Prompt 1 — Copy the passage on Taiwan–China relations from "China has been doing" up to and including "price, he said.".
Prompt 2 — Decide whether each statement below agrees with the passage on Taiwan–China relations, answering yes or no and quoting the words of the passage that settle it. (a) Chinese tourist arrivals have been higher than expected. (b) Ma Ying-jeou talked about the 1989 Tiananmen Square incident and the Tibet issue before the election. (c) Taiwan's real strength lies in its economy and trade.

Text passage —
China has been doing its best to attract Taiwanse capital and this trend will not change unless the CCP makes a political effort to reverse it, but Taiwan would pay a considerable political price, he said.
“The new government [in Taiwan] has spoken and acted based to its stated intentions, but China has not brought any benefit to Taiwan’s economy. Even Chinese tourist arrivals have been lower than expected, he said. “This is because China has been relaxing economic measures in a calculated way so as to keep Taiwan under control, so Taiwanese people should not be too hopeful.”
“If the government finds that high-tech exports to China or an influx of Chinese labor are not good for Taiwan’s economy, it should adopt a ‘no haste, be patient’ policy,” he said.
“Taiwan’s real strength lies not in its economy and trade, but in its democracy, freedom and human rights,” he said. “In cross-strait relations Taiwan should take advantage of its strengths and avoid its shortcomings. If the government tries to compete with China in economy and trade, Taiwan will find itself in a passive position in which China holds the power to dominate the situation. The outcome will be that Taiwan would be swallowed up by China.”
“Taiwan should insist on actively promoting democracy and human rights rather than avoiding the matter. President Ma Ying-jeou (馬英九) talked about the 1989 Tiananmen Square incident and the Tibet issue before the election, but since he took power Ma’s administration has become weak and even said that Taiwan should not see itself as a beacon of freedom and democracy. This shows a lack of understanding of China and the CCP,” Chen Pokong said.
“If the Ma administration knew the CCP better, it should have criticized Beijing for human rights abuses,” he said, adding that “when the two sides began exchanges, Taiwan should have delivered a list of political prisoners and demanded that China release them.”

Stored data —
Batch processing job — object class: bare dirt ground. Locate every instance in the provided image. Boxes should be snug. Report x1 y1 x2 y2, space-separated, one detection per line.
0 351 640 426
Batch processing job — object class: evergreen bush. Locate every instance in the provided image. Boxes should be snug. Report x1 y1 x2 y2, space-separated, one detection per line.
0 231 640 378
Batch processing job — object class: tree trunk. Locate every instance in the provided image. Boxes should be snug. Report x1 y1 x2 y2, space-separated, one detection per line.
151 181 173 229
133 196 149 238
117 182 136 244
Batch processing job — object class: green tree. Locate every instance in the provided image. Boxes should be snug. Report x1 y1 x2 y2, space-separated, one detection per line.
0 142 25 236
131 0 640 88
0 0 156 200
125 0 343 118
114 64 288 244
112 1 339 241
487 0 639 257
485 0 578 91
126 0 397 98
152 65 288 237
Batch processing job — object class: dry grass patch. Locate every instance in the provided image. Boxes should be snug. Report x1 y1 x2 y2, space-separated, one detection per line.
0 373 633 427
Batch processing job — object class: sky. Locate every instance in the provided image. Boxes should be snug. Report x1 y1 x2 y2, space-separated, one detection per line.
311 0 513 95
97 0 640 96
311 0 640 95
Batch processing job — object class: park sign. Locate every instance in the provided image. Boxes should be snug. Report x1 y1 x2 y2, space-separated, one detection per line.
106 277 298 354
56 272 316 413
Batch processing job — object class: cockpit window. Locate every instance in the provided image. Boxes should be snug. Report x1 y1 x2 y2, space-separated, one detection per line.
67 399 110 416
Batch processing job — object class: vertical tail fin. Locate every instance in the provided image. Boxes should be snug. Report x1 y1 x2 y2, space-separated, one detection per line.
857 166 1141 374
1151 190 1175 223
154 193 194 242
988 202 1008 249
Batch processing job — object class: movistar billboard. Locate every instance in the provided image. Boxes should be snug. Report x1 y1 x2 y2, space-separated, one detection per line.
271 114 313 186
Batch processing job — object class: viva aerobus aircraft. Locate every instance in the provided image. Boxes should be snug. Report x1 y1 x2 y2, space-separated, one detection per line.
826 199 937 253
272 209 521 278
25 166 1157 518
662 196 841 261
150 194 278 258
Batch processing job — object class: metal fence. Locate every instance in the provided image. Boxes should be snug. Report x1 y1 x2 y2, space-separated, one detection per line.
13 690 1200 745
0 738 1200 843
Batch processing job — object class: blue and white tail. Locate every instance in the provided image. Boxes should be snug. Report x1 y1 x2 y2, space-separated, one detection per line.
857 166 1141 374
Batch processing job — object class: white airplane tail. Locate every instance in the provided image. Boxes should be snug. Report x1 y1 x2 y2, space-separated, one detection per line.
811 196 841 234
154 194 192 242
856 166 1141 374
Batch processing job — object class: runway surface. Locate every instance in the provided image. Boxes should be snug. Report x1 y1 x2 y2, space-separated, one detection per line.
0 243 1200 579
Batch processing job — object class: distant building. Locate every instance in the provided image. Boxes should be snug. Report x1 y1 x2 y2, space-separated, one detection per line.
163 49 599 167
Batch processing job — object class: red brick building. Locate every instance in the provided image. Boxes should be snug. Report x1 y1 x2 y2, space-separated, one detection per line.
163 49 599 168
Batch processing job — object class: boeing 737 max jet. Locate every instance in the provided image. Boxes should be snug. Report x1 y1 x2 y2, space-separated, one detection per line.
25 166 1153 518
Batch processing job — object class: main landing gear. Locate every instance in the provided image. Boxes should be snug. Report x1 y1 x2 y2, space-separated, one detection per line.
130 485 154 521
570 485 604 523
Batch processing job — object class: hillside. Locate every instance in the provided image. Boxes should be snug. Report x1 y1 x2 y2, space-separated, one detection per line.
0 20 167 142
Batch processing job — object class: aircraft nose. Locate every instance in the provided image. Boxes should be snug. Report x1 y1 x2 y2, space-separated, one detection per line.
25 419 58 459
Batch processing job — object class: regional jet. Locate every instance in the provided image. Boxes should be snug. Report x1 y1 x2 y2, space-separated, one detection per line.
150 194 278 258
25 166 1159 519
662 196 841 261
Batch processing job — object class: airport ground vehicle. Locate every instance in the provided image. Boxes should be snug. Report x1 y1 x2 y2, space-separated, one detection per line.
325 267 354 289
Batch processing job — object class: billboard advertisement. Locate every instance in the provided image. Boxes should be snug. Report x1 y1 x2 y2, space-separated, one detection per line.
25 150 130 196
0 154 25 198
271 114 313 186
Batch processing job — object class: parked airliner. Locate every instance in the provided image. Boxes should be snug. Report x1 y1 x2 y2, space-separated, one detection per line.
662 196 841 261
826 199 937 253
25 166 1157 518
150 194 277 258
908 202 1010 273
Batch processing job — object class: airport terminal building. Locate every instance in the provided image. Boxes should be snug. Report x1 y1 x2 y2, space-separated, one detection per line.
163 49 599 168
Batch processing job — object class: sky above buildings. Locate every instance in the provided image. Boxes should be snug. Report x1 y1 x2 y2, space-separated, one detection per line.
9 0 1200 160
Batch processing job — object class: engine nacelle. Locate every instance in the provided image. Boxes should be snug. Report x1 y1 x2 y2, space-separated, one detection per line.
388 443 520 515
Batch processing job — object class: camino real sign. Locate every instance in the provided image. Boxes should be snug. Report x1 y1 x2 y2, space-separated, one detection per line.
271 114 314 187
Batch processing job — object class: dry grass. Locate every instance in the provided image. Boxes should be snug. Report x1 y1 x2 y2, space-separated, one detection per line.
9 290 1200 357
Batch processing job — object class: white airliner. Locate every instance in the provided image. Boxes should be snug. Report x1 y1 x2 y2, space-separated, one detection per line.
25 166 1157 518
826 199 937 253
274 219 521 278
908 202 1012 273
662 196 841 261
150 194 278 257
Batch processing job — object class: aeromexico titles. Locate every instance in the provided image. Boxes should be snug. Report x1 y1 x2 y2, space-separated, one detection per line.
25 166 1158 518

Result 1 —
China has been doing its best to attract Taiwanse capital and this trend will not change unless the CCP makes a political effort to reverse it, but Taiwan would pay a considerable political price, he said.

Result 2 —
(a) No: "Even Chinese tourist arrivals have been lower than expected"
(b) Yes: "President Ma Ying-jeou (馬英九) talked about the 1989 Tiananmen Square incident and the Tibet issue before the election"
(c) No: "Taiwan’s real strength lies not in its economy and trade, but in its democracy, freedom and human rights"